● **TASK PROMPT**: Write out the entries again. Match each one exactly.

DATA SECTION below:

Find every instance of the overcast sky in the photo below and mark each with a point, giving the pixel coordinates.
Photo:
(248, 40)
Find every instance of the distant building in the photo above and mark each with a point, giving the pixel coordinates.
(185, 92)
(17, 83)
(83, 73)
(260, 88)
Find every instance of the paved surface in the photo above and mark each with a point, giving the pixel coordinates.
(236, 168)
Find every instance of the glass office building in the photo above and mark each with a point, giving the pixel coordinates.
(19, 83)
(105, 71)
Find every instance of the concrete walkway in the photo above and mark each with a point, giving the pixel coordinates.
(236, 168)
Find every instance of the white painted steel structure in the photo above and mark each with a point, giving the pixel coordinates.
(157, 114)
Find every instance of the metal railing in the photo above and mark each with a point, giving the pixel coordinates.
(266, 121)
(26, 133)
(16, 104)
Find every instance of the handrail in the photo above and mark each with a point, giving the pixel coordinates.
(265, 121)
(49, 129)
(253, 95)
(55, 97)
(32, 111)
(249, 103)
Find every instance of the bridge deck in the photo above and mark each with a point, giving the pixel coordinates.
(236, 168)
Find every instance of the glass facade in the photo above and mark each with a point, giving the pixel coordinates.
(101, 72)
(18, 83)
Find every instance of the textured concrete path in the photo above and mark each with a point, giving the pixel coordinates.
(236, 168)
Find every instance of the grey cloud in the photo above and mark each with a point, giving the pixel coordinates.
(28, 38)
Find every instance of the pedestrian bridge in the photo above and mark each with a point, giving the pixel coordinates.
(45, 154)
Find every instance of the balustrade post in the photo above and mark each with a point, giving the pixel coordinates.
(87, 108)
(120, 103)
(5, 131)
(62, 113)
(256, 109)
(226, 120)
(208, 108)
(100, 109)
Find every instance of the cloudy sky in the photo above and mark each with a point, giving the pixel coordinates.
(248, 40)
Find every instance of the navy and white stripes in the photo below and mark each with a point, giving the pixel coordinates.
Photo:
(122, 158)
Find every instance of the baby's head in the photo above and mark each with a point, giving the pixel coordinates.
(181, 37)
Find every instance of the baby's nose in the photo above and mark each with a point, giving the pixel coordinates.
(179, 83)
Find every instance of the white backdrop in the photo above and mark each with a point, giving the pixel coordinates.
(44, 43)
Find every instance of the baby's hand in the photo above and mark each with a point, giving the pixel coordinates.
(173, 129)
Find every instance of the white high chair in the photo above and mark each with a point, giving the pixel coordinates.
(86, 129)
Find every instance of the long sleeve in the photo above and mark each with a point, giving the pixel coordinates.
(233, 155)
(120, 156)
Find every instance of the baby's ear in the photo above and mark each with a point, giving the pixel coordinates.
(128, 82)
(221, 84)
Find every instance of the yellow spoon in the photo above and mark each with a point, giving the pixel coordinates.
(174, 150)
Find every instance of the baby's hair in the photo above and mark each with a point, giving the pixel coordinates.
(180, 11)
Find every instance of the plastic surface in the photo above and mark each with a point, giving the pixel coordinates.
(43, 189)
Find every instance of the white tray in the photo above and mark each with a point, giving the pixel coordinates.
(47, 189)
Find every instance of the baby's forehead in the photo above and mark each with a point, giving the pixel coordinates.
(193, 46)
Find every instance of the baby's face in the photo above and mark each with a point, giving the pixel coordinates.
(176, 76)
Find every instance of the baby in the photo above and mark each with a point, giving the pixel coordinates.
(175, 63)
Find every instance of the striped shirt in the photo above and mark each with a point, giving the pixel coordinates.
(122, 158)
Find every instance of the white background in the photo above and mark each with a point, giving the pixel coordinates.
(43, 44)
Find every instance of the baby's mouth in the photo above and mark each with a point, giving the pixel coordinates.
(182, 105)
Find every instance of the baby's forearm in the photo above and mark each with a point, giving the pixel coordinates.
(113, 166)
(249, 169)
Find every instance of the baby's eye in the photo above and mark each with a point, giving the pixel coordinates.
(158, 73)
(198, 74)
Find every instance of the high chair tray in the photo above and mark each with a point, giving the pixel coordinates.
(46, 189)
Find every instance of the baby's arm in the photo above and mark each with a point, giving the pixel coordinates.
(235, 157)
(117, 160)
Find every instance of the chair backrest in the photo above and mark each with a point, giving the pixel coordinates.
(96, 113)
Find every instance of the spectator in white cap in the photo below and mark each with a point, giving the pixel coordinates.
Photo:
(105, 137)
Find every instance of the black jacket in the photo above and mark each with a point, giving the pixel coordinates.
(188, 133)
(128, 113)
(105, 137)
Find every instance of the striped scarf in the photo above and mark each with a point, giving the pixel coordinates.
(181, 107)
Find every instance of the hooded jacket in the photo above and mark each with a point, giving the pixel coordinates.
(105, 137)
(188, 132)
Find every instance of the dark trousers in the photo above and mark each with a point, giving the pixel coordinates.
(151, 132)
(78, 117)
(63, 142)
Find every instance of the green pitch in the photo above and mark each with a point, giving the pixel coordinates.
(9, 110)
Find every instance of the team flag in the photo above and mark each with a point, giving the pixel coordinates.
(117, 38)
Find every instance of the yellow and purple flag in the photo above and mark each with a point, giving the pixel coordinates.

End of DATA SECTION.

● **TASK RESULT**:
Find every instance of the overcast sky in the photo below and mark each with a point, giving the pixel coordinates.
Photo:
(248, 40)
Find every instance of the distant building in the photo above and mark each with a point, giving the pixel coordinates.
(185, 92)
(17, 83)
(83, 73)
(260, 88)
Find every instance of the paved surface in the photo above and mark each with a point, giving the pixel coordinates.
(236, 168)
Find every instance of the glass office building in the photo above and mark each with a point, giving the pixel coordinates.
(19, 83)
(105, 71)
Find every instance of the concrete walkway in the photo above and mark each with a point, giving the pixel coordinates.
(236, 168)
Find every instance of the white painted steel structure in the photo above and mark each with a point, giving the pixel coordinates.
(157, 114)
Find every instance of the metal railing in the photo above and mark each with a point, giving the pixel coordinates.
(266, 121)
(26, 133)
(16, 104)
Find every instance of the handrail in the photo above and mark each with a point, giving the pixel coordinates.
(265, 121)
(49, 129)
(253, 95)
(55, 97)
(32, 111)
(249, 103)
Find every instance of the bridge deck in the photo above and mark each with a point, giving the pixel coordinates.
(236, 168)
Find every instance of the glass facade in the photo above and mark each with a point, giving the pixel coordinates.
(101, 72)
(18, 83)
Find every instance of the textured concrete path in the photo above and mark each with a point, giving the pixel coordinates.
(236, 168)
Find every instance of the grey cloud in the photo above and mark each with a point, giving the pixel coordinates.
(28, 38)
Find every instance of the pedestrian bridge in the photo above and mark each with a point, giving the pixel coordinates.
(45, 154)
Find every instance of the balustrade post in the photo above and mark each with a point, giving the pixel coordinates.
(87, 108)
(120, 103)
(5, 131)
(62, 113)
(256, 109)
(226, 120)
(208, 108)
(100, 109)
Find every instance of the cloudy sky in the photo above and mark each with a point, giving the pixel coordinates.
(248, 40)
Find every instance of the navy and white stripes in the photo below and mark each with a point, giving the pixel coordinates.
Photo:
(122, 158)
Find every instance of the baby's head in the photo above and mark each with a point, giving the pixel coordinates.
(181, 37)
Find every instance of the baby's nose in the photo above and mark each with a point, giving the pixel coordinates.
(179, 83)
Find every instance of the white backdrop in the photo above and mark each with a point, giving the pixel coordinates.
(44, 43)
Find every instance of the baby's hand in the photo above and mark each with a point, giving the pixel coordinates.
(173, 129)
Find every instance of the white high chair in the photo above and mark each with a point, giving the pixel coordinates.
(86, 129)
Find every instance of the long sleeve in the photo above and mark each with a point, giving the pixel coordinates.
(233, 155)
(120, 156)
Find every instance of the baby's ear in the photo above and mark each with a point, giving the pixel coordinates.
(128, 82)
(221, 84)
Find every instance of the yellow spoon in the photo above and mark each with a point, giving the pixel coordinates.
(174, 150)
Find every instance of the baby's hair in the photo above and mark each with a point, giving the pixel coordinates.
(180, 11)
Find every instance of the plastic surface in the photo above and mark each with a point, giving the pixel coordinates.
(43, 189)
Find every instance of the white tray in the photo above and mark each with a point, giving the pixel coordinates.
(47, 189)
Find every instance of the baby's forehead in the photo above and mark each with a point, giving the pixel coordinates.
(193, 46)
Find every instance of the baby's face in the photo above and mark each with a point, giving the pixel coordinates.
(176, 76)
Find every instance of the baby in the photo above and mark each with a point, giving the pixel coordinates.
(175, 63)
Find every instance of the striped shirt in the photo above and mark each with a point, giving the pixel coordinates.
(122, 158)
Find every instance of the white background in the photo above and mark each with a point, giving the pixel coordinates.
(43, 44)
Find every instance of the baby's mouth in the photo above and mark each with a point, giving the pixel coordinates.
(182, 105)
Find every instance of the baby's forearm in the photo above and mark each with a point, giving the pixel coordinates.
(113, 166)
(249, 169)
Find every instance of the baby's eye in the photo above and mark each with a point, giving the pixel coordinates.
(158, 73)
(198, 74)
Find every instance of the high chair tray in the photo above and mark each with a point, giving the pixel coordinates.
(46, 189)
Find every instance of the baby's arm in the photo above and mark each with a point, giving the pixel coordinates.
(235, 157)
(117, 160)
Find every instance of the chair backrest in the photo above and mark each with a point, giving the pixel coordinates.
(96, 113)
Find every instance of the spectator in white cap in the photo below and mark each with a point, giving the pixel coordinates.
Photo:
(105, 137)
Find every instance of the black jacket in the photo above and mark each with a point, giving the pixel coordinates.
(188, 133)
(128, 113)
(105, 137)
Find every instance of the striped scarf in the photo above and mark each with a point, giving the pixel coordinates.
(181, 107)
Find every instance of the hooded jacket in the photo above and mark each with a point, giving the pixel coordinates.
(105, 137)
(188, 132)
Find every instance of the dark trousers in the photo above and mark each with a point, giving the pixel coordinates.
(151, 132)
(78, 117)
(63, 142)
Find every instance of the green pitch in the photo above and mark each with a point, giving the pixel coordinates.
(9, 110)
Find every instance of the team flag in the photo above and mark each with a point, giving the pixel coordinates.
(117, 38)
Find every instance of the yellow and purple flag in the photo above and mark each with a point, giving the pixel coordinates.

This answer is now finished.